__Do this__. Carry on the bird-watching text from the point where it stops, with the next part of the story about the ravens at the acacia tree.

Now that the winter is over, things start to happen at the farm in Salta, Argentina. The following “Spot” is difficult, perhaps too difficult but what follows I believe it is interesting. Here there are two pictures for you to look at and try to find the hidden “beasts”.

Here you can see our finding:

Well, in reality there were “future beasts”. It is a nest of the Southern lapwing (Vanellus chilensis). This bird is common throughout the southern part of Latin America. The nest with two to four eggs looks like if the eggs were dropped anywhere as nests go. The idea of “egg incontinence” came to mind…

Meet the birds known locally as “Tero” or “Teru-teru”, because of their calls, that happens to be the national bird of Uruguay:

As much as the nest looks like a careless affair, its defense by the birds is not. Apart from their loud screams, they go through a routine that I can prove is a good deterrent to anyone approaching the nest.

First they try to attract you to a spot far from the nest by pretending to be sitting on it. If this fails, one or both start behaving weirdly, showing signs of being wounded or just trying to distract you, staying quite close to you.

If the above noisy diverting tactics fail, the birds go into the next line of defense that is quite aggressive. The screaming goes up a few decibels while taking off and flying low directly towards you until veering off at the last second! When close, you can hear a clicking noise that I believe they make with their beaks as well as the spurs in their wings.

Although I have being mobbed many times I can assure you that they can be extremely intimidating as the following sequence of images show.

More info on the species can be found at: https://en.wikipedia.org/wiki/Southern_lapwing

To hear their calls:

Bird battle [1]

It was a Saturday afternoon in September 1989, I had just finished working and I was walking back to our bungalow when I saw about four Thick-billed ravens (Corvus crassirostris) flying about around an acacia tree that stood alone in the park of the laboratory.

These birds, usually noisy, were rather common but their behaviour was rather odd as it was obvious that they were more agitated than usual. So, I rushed home to tell Mabel and bring the binoculars and the camera, just in case.

As we returned, a Harrier Hawk (Polyboroides radiatus) flew off with two of the ravens pursuing it. They all disappeared from sight, but the ravens returned shortly after. To our increasing amazement, what appeared to be a Wahlberg’s Eagle (Aquila wahlbergi) also flew away from the tree with another couple of ravens in pursuit. It landed in a nearby dead tree, but the ravens soon forgot about it. This situation was clearly odd, and we could not believe that we had already seen two uncommon raptors!

__Recorded data__.

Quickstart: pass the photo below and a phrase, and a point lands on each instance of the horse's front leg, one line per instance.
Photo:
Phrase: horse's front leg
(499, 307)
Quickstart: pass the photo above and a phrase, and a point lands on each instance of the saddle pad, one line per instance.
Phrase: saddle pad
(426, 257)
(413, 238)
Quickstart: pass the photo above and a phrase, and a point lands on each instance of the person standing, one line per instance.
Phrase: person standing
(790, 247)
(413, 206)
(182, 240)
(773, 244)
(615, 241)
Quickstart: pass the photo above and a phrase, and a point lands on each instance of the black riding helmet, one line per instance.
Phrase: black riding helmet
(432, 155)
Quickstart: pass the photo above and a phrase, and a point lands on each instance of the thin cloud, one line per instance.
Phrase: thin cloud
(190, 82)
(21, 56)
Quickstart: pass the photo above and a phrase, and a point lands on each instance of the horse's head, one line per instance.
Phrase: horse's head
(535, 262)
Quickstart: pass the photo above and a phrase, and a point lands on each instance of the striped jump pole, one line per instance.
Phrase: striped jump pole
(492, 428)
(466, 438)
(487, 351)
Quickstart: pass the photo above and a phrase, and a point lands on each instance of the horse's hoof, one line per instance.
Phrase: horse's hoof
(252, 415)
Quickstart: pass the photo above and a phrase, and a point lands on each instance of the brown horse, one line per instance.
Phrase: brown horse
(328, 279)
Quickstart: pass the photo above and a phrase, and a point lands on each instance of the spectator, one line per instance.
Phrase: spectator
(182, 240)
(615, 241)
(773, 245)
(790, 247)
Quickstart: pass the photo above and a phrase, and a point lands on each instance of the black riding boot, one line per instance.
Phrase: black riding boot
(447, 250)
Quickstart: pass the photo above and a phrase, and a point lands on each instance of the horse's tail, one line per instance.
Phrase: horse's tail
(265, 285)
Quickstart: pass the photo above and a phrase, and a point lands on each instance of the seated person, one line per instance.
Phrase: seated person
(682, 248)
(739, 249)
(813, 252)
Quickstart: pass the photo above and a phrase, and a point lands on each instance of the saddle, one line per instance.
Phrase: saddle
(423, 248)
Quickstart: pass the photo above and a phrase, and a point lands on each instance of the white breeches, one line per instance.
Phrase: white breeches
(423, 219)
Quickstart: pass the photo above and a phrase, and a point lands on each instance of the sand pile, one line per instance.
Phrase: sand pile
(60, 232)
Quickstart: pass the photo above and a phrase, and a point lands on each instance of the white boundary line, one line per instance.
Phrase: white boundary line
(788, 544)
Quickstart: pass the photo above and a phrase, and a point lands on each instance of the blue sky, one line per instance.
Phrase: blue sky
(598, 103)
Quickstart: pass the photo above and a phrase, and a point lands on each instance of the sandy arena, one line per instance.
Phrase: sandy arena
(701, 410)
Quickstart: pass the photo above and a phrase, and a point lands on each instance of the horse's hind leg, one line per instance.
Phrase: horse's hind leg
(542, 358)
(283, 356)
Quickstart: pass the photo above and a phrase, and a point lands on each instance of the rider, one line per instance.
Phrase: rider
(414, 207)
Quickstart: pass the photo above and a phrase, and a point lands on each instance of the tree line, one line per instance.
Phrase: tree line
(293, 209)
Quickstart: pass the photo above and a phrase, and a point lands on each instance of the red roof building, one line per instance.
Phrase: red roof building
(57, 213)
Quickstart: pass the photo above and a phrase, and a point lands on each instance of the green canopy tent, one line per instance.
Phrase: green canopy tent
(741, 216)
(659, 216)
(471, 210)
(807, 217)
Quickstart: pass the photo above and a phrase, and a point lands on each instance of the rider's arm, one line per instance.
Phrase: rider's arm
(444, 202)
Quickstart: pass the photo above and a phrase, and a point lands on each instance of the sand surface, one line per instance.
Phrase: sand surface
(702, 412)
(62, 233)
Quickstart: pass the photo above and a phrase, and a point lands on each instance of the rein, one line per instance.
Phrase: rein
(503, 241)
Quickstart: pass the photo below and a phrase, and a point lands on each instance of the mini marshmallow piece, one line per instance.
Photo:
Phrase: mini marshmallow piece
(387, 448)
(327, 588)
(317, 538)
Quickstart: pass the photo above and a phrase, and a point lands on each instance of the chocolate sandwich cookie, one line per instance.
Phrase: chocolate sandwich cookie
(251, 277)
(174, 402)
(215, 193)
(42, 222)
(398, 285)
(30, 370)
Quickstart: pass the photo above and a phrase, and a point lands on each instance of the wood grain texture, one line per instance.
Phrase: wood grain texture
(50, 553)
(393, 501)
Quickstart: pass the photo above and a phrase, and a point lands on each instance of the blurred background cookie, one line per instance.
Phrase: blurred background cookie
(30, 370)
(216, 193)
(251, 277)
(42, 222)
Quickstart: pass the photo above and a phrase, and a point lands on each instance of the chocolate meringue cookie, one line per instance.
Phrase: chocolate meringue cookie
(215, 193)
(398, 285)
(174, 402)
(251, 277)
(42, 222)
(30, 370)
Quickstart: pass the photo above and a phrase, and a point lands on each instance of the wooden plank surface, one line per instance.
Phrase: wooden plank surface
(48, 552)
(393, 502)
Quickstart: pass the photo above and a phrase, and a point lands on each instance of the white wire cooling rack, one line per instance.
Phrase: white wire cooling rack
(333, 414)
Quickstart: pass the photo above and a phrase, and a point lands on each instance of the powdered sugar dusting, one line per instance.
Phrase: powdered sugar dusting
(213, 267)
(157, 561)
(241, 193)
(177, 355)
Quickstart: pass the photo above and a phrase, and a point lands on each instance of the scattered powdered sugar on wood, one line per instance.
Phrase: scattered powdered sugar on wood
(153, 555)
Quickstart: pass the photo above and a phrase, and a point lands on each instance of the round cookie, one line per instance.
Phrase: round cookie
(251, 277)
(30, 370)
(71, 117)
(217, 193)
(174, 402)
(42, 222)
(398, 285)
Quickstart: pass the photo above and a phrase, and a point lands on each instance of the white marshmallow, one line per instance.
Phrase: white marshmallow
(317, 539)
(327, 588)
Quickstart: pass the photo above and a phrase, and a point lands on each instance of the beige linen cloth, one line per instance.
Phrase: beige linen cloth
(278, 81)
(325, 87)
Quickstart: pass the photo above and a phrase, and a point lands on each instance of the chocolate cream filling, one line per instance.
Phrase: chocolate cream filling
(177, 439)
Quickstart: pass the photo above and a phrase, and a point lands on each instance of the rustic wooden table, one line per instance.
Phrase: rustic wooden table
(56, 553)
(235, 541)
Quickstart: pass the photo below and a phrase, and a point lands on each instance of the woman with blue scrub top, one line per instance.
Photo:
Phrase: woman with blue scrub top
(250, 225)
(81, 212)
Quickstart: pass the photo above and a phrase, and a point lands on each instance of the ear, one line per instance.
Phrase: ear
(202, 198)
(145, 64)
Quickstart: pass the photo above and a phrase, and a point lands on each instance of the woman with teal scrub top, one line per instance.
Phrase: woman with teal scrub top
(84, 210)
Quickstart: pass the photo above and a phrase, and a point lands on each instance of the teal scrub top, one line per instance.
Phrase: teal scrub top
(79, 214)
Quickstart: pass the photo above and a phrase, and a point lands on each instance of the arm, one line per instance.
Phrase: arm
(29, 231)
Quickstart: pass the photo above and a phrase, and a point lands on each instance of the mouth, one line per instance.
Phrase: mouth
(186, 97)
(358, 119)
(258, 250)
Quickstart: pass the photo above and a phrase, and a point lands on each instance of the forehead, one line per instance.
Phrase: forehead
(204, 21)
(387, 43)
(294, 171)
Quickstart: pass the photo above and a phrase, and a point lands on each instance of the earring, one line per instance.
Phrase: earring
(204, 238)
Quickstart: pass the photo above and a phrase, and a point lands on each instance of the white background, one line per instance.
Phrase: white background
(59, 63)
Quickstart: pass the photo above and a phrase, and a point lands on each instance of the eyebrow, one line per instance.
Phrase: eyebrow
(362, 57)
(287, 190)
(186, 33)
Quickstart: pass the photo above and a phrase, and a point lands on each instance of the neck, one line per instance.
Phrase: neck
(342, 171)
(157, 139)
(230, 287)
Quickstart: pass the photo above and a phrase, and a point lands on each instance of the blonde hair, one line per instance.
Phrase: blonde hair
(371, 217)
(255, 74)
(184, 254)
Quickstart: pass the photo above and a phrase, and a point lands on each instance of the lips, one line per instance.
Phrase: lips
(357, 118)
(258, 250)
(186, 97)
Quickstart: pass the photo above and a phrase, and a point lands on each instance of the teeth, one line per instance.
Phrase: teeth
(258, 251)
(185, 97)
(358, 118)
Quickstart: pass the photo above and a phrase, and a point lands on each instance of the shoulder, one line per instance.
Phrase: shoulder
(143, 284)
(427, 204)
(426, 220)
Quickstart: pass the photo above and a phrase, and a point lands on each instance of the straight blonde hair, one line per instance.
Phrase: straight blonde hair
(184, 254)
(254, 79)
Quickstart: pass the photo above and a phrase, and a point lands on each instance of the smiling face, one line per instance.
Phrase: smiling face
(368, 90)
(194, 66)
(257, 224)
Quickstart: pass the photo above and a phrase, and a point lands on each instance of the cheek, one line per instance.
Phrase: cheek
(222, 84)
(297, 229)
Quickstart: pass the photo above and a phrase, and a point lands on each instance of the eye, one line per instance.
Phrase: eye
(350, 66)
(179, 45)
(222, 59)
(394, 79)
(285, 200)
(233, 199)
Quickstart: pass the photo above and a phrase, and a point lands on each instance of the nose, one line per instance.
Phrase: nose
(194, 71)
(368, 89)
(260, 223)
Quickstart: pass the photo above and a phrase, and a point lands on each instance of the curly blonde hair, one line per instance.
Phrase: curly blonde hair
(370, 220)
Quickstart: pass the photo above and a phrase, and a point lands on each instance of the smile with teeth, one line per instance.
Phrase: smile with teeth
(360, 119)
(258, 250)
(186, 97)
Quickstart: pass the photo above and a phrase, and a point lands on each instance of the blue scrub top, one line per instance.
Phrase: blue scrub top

__Result of this exercise__.
But there was more to come.

Although two possible candidates for the commotion had been chased away, the ravens were still very agitated. The racket attracted a pair of rather vociferous Cape Rooks (Corvus capensis) that joined in. It was now obvious that there was some other cause for the mobbing behaviour of the ravens that was now focused deep inside the acacia.

It required a thorough search to detect the presence of a fully grown Verreaux’s Eagle Owl (Bubo lacteus) surrounded by the ravens while the Cape Rooks provided a more distant but very noisy support. The owl had chosen or it was driven by the ravens to a rather thick tangle of thorny twigs. These shielded the owl from the raven’s beaks which were only able to attempt to reach it one at a time through one opening among the branches. 

At this point one of the ravens (frustrated in its attempt to reach the owl?) began to deliberately break off the twigs with its beak in order to increase the size of the hole.

Corvids are regarded among the most intelligent of birds and they have brains with a similar number of neurons as some monkey species! So their “twig-removing” behaviour is not surprising [2].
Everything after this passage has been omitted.